Exactly as they appear, output all of the entries.
╭─ DATA TO PROCESS
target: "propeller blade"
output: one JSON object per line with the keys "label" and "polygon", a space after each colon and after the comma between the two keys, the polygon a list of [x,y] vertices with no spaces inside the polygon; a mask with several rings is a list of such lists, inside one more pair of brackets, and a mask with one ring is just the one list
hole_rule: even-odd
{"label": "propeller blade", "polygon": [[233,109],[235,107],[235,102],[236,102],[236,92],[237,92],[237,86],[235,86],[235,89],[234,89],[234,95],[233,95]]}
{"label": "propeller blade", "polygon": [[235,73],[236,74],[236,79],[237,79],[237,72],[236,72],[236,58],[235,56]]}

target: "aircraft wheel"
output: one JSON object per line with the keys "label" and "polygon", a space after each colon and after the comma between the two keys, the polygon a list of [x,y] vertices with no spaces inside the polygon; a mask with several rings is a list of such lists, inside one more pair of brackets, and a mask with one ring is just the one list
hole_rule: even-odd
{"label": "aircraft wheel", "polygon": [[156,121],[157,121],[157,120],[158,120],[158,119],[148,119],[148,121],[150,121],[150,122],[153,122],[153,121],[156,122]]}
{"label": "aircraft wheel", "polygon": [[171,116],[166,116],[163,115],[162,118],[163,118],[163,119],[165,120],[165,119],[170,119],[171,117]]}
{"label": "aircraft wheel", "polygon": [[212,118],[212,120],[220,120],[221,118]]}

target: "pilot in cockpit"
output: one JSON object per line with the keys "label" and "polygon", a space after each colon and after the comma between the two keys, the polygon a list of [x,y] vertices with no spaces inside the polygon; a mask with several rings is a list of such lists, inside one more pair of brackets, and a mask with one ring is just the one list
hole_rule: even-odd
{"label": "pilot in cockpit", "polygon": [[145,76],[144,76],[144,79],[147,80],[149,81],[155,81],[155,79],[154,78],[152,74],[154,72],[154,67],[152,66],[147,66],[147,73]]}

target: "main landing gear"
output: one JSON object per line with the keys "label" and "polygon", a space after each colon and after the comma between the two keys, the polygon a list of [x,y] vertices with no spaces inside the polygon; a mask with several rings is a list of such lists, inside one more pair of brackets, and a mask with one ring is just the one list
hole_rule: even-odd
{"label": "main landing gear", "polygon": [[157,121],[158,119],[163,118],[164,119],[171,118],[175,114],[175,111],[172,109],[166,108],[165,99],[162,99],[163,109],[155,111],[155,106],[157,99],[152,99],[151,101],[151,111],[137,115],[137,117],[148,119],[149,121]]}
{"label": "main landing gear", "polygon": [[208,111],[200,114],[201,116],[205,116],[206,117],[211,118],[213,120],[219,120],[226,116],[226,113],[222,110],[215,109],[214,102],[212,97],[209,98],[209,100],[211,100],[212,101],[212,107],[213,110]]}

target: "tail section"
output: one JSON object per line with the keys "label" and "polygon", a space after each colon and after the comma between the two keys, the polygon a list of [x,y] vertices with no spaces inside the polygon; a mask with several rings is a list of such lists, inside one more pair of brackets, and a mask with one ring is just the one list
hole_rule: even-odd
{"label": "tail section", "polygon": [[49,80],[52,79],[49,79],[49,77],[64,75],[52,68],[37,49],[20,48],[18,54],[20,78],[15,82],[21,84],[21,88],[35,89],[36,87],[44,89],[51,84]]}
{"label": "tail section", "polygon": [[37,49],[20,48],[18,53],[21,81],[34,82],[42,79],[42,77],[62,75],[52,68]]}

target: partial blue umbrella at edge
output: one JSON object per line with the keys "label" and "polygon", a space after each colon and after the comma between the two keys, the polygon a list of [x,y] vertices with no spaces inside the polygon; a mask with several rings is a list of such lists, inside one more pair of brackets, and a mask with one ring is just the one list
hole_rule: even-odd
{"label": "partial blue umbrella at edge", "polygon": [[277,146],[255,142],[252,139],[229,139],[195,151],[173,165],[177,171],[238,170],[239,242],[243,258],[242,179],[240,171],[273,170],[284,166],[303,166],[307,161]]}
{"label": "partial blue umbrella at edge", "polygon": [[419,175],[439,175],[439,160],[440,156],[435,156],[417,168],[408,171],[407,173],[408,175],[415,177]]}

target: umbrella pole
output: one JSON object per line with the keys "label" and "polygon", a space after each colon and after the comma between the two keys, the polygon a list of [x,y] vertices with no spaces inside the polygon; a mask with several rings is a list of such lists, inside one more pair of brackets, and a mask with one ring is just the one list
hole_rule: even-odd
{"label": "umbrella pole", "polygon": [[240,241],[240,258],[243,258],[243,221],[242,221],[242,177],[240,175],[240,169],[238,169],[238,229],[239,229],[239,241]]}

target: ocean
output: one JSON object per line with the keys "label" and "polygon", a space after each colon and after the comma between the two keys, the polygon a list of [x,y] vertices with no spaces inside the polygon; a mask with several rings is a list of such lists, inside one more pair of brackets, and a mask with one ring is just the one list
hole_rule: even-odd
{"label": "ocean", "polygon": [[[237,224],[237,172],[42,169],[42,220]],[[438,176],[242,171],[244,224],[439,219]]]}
╰─
• REPLY:
target: "propeller blade"
output: one JSON object per line with the keys "label" and "polygon", a space after each colon and after the comma between the two keys, the polygon a list of [x,y] vertices with no spaces inside the polygon; a mask with several rings is a list of such lists, inside one more pair of brackets, and a mask with one ring is just the one list
hole_rule: even-odd
{"label": "propeller blade", "polygon": [[233,109],[235,107],[235,102],[236,102],[236,92],[237,92],[237,86],[235,86],[235,89],[234,89],[234,95],[233,95]]}
{"label": "propeller blade", "polygon": [[235,73],[236,74],[236,79],[237,79],[237,72],[236,72],[236,58],[235,56]]}

target: "aircraft wheel"
output: one JSON object per line with the keys "label" and "polygon", a space after each colon and after the comma between the two keys, the polygon a list of [x,y] vertices with no spaces inside the polygon; a mask with several rings is a list of such lists, inside one more pair of brackets, and a mask with one ring is just the one list
hole_rule: even-odd
{"label": "aircraft wheel", "polygon": [[156,121],[157,121],[157,120],[158,120],[158,119],[148,119],[148,121],[150,121],[150,122],[153,122],[153,121],[156,122]]}
{"label": "aircraft wheel", "polygon": [[171,116],[166,116],[163,115],[162,118],[163,118],[163,119],[165,120],[165,119],[170,119],[171,117]]}
{"label": "aircraft wheel", "polygon": [[212,118],[212,120],[220,120],[221,118]]}

target: "pilot in cockpit"
output: one JSON object per line with the keys "label" and "polygon", a space after each colon and after the comma between the two keys, the polygon a list of [x,y] vertices with no spaces inside the polygon; a mask with several rings is a list of such lists, inside one more pair of brackets, and a mask with one ring is just the one list
hole_rule: even-odd
{"label": "pilot in cockpit", "polygon": [[145,76],[144,76],[144,79],[147,80],[149,81],[155,81],[155,79],[154,78],[152,74],[154,72],[154,67],[152,66],[147,66],[147,73]]}

target: "main landing gear"
output: one JSON object per line with the keys "label" and "polygon", a space after each colon and after the comma between the two keys, the polygon a list of [x,y] vertices with no spaces inside the polygon; a mask with several rings is a list of such lists, inside one more pair of brackets, and a mask with one ring is just the one list
hole_rule: even-odd
{"label": "main landing gear", "polygon": [[157,121],[158,119],[163,118],[164,119],[171,118],[175,114],[175,111],[172,109],[166,108],[165,99],[162,99],[163,109],[155,111],[155,106],[157,99],[152,99],[151,101],[151,111],[137,115],[137,117],[148,119],[149,121]]}
{"label": "main landing gear", "polygon": [[208,111],[200,114],[201,116],[205,116],[206,117],[211,118],[213,120],[219,120],[226,116],[226,113],[222,110],[215,109],[214,102],[212,97],[209,98],[209,100],[211,100],[212,101],[212,107],[213,110]]}

target: "tail section"
output: one JSON object per line with the keys "label" and "polygon", a space after each colon and after the comma between the two keys, the polygon a list of [x,y] vertices with no spaces inside the polygon; a mask with several rings is a list of such lists, inside one more pair of brackets, and a mask with one ring is just the one list
hole_rule: even-odd
{"label": "tail section", "polygon": [[49,80],[52,79],[49,79],[49,77],[64,75],[52,68],[37,49],[20,48],[18,54],[20,78],[15,82],[21,84],[21,88],[35,89],[36,87],[44,89],[51,84]]}
{"label": "tail section", "polygon": [[37,49],[20,48],[18,53],[21,81],[34,82],[42,79],[42,77],[62,75],[52,68]]}

target: partial blue umbrella at edge
output: one JSON object per line with the keys "label" and "polygon", a space after each colon and after the comma between the two keys, the polygon a list of [x,y] vertices with no spaces inside the polygon; a mask with several rings is a list of such lists, inside one more pair of brackets, and a mask with one ring is just the one list
hole_rule: even-odd
{"label": "partial blue umbrella at edge", "polygon": [[277,146],[255,142],[252,139],[229,139],[195,151],[173,165],[177,171],[238,170],[239,242],[243,258],[242,179],[240,171],[273,170],[284,166],[303,166],[307,161]]}
{"label": "partial blue umbrella at edge", "polygon": [[419,175],[439,175],[439,160],[440,156],[435,156],[417,168],[408,171],[407,173],[408,175],[415,177]]}

target: umbrella pole
output: one JSON object per line with the keys "label" and "polygon", a space after each colon and after the comma between the two keys, the polygon a list of [x,y] vertices with no spaces inside the polygon; a mask with several rings is a list of such lists, inside one more pair of brackets, and a mask with one ring is just the one list
hole_rule: even-odd
{"label": "umbrella pole", "polygon": [[240,241],[240,258],[243,258],[243,221],[242,221],[242,177],[240,175],[240,169],[238,169],[238,229],[239,229],[239,241]]}

target: ocean
output: one JSON object per line with the keys "label" and "polygon", a space after each colon and after the comma between the two keys, the polygon a list of [x,y] vertices with no spaces inside the polygon; a mask with several rings is a list of such lists, inside one more pair of brackets, and a mask with one ring is just the one list
hole_rule: even-odd
{"label": "ocean", "polygon": [[[237,224],[237,172],[42,169],[42,220]],[[438,176],[242,171],[244,224],[439,219]]]}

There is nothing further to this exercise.